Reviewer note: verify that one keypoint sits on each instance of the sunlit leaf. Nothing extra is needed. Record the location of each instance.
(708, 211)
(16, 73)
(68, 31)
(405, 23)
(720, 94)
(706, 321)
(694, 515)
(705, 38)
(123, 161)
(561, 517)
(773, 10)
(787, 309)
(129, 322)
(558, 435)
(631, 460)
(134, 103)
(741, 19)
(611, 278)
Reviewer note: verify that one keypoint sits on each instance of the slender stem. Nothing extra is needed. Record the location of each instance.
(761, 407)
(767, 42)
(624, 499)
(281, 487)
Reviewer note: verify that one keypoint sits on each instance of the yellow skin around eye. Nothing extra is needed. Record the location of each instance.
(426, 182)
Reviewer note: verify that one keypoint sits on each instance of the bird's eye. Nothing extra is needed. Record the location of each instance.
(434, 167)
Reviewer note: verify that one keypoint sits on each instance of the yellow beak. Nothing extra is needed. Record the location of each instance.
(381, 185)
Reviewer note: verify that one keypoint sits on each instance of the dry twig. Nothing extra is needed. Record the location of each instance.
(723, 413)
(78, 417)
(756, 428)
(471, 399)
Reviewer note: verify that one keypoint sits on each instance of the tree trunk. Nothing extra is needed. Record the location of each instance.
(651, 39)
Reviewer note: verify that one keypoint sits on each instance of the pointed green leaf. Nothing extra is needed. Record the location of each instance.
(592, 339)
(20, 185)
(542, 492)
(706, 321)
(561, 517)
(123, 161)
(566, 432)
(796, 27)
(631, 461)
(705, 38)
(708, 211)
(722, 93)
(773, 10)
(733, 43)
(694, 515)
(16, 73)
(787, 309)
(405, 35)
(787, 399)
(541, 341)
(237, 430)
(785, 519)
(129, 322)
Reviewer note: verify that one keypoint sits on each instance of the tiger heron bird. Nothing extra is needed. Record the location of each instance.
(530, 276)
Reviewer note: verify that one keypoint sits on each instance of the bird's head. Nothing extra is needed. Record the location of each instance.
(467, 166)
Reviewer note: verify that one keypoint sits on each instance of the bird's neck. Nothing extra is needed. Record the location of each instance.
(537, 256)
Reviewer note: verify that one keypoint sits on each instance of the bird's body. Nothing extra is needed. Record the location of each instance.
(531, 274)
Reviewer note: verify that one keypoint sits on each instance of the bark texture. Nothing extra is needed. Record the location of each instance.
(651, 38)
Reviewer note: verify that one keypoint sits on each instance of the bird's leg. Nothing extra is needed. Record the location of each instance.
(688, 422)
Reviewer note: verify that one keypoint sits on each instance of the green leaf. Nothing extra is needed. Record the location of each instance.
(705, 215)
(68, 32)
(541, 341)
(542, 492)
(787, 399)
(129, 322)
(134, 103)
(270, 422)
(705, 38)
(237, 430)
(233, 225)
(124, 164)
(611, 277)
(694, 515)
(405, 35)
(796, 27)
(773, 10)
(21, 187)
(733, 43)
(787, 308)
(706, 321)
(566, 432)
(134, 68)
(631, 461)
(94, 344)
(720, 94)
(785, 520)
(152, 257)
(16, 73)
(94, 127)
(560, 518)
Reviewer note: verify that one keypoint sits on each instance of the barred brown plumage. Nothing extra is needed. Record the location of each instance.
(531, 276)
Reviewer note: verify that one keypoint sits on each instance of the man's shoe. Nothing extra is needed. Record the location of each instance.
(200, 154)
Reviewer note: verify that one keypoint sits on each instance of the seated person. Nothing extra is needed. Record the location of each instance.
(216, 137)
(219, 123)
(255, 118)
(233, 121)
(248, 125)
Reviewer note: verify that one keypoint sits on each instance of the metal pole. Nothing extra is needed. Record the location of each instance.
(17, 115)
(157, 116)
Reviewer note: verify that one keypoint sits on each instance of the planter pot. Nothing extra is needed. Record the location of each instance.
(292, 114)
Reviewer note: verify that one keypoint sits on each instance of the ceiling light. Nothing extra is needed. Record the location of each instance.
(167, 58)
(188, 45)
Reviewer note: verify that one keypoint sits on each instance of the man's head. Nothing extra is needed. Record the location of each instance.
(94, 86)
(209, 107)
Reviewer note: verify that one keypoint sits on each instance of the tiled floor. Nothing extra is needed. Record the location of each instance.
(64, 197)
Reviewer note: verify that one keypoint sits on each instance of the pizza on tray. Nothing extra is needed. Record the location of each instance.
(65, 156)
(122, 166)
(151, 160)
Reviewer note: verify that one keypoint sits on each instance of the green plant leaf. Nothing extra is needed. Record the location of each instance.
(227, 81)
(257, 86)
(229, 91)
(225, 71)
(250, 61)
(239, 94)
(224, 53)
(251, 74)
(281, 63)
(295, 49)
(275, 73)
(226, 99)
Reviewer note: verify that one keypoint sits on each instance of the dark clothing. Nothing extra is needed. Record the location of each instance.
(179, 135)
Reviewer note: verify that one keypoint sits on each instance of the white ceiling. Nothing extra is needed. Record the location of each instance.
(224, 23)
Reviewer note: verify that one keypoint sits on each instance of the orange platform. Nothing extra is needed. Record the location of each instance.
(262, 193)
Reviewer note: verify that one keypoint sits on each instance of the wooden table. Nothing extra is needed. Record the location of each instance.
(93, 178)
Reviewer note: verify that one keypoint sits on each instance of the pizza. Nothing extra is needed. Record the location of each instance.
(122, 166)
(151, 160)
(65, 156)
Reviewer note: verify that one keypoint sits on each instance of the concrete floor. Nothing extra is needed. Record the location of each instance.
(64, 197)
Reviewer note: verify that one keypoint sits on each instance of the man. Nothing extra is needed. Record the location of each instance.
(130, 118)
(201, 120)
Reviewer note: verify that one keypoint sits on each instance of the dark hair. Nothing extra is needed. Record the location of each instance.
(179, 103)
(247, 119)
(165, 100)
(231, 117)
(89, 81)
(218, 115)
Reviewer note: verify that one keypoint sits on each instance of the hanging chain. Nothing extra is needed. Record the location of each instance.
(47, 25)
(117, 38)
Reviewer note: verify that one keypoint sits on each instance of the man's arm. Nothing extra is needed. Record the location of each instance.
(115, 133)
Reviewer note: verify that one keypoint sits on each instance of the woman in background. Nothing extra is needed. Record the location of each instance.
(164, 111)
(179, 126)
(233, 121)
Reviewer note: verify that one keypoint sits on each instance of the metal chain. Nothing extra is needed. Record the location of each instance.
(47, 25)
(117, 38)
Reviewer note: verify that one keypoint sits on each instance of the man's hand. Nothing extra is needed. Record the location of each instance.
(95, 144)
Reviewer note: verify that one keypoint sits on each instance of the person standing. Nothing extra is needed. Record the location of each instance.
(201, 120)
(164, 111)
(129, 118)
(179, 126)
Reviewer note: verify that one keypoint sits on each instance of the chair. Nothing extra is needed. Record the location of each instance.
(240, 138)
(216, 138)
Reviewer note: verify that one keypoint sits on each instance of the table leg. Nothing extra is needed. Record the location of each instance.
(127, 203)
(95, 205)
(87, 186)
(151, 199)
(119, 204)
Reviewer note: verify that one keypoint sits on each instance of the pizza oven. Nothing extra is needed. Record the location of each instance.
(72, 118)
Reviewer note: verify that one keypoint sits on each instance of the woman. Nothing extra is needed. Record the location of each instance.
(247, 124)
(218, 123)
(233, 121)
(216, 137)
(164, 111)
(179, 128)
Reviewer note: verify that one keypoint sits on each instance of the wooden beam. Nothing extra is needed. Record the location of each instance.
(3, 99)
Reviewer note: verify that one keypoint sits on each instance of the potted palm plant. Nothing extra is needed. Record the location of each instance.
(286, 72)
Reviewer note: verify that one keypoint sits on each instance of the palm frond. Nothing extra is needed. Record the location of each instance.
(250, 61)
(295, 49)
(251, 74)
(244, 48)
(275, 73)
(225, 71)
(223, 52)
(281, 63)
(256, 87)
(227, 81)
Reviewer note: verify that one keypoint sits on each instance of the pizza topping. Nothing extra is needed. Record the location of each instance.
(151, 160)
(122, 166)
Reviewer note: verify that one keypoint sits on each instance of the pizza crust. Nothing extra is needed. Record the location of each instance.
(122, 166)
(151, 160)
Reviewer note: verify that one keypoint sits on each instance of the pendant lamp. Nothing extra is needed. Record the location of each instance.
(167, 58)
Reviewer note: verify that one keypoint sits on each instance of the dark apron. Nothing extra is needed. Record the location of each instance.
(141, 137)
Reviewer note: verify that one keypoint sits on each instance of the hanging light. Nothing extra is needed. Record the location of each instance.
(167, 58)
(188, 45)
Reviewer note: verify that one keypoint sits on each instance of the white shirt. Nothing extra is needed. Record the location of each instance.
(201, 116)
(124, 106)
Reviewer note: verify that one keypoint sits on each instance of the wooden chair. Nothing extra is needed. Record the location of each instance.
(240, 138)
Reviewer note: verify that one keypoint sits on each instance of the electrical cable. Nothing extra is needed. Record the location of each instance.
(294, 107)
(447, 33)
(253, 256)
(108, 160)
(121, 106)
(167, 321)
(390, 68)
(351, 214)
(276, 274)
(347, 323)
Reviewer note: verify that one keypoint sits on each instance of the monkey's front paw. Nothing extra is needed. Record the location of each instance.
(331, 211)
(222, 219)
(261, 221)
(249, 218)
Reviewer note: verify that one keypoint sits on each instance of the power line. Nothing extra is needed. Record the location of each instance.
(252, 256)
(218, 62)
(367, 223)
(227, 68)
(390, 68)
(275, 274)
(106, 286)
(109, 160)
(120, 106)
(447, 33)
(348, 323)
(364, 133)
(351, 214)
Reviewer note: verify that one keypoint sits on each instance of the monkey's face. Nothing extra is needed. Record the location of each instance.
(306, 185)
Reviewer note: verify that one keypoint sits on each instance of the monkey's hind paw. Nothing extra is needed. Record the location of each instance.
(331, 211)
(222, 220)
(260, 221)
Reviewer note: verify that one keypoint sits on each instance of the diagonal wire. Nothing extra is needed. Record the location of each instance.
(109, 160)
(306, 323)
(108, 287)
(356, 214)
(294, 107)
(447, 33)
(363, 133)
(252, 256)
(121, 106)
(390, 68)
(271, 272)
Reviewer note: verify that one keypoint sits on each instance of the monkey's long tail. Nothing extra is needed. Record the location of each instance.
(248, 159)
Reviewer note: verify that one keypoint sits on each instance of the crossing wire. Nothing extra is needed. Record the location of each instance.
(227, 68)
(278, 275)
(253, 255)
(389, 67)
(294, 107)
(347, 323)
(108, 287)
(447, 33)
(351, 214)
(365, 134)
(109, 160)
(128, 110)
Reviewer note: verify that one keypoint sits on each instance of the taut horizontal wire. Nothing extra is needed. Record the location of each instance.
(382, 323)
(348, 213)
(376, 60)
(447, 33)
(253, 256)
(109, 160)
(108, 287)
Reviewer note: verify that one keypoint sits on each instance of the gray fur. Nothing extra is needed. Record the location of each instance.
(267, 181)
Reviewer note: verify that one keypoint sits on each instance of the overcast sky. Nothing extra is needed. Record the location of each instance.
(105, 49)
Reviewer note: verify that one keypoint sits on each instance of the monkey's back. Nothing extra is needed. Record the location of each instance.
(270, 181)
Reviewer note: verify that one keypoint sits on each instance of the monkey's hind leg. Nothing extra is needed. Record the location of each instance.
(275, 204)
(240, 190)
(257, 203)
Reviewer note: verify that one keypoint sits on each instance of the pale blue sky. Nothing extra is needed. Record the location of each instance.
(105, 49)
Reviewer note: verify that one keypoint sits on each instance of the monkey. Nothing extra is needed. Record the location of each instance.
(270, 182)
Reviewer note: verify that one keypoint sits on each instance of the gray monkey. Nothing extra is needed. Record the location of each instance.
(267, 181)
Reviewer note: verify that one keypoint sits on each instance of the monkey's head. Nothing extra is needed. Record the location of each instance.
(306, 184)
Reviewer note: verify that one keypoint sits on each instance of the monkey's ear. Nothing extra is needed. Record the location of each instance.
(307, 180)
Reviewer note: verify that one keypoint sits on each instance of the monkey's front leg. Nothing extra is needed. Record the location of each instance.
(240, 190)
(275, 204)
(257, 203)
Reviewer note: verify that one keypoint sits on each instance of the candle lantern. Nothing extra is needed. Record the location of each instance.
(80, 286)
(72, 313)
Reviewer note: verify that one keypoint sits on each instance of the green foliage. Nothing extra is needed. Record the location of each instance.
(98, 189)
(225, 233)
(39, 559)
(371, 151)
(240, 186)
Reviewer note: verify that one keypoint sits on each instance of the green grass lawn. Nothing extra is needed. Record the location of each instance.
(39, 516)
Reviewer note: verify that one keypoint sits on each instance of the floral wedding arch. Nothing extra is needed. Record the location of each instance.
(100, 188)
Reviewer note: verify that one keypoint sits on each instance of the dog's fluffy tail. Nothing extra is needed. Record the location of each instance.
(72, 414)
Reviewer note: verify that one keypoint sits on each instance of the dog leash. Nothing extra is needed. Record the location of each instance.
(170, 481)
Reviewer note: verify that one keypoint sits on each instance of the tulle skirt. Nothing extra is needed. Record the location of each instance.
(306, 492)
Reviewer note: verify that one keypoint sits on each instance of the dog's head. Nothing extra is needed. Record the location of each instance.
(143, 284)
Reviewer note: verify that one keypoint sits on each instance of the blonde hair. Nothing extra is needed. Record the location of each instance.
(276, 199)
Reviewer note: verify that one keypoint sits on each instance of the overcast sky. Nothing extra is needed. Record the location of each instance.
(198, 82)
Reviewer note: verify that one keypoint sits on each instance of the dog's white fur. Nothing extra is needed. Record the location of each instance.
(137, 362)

========

**Set exercise**
Quote only the lines from the line containing "of the tulle" through the end of the listing, please, keeping both the first and the last line.

**Solution to this problem**
Reviewer note: verify that one keypoint sits on each instance of the tulle skirt. Nothing extra is needed. Record the location of each instance.
(306, 492)
Reviewer note: verify that one keypoint sits on each instance of the dog's head. Nothing extra is needed. Record the location of each instance.
(143, 284)
Reviewer note: verify that one keypoint sits on each instance of the blonde hair. Nothing extra is needed. Record the location of each instance.
(276, 199)
Reviewer note: verify that one keypoint sits on each instance of the overcast sky. Nothing extra is needed. Record the location of each instance.
(198, 82)
Reviewer note: verify that one keypoint sits on each instance of the dog's white fur. Nothing extra is needed. Record the location of each instance.
(137, 362)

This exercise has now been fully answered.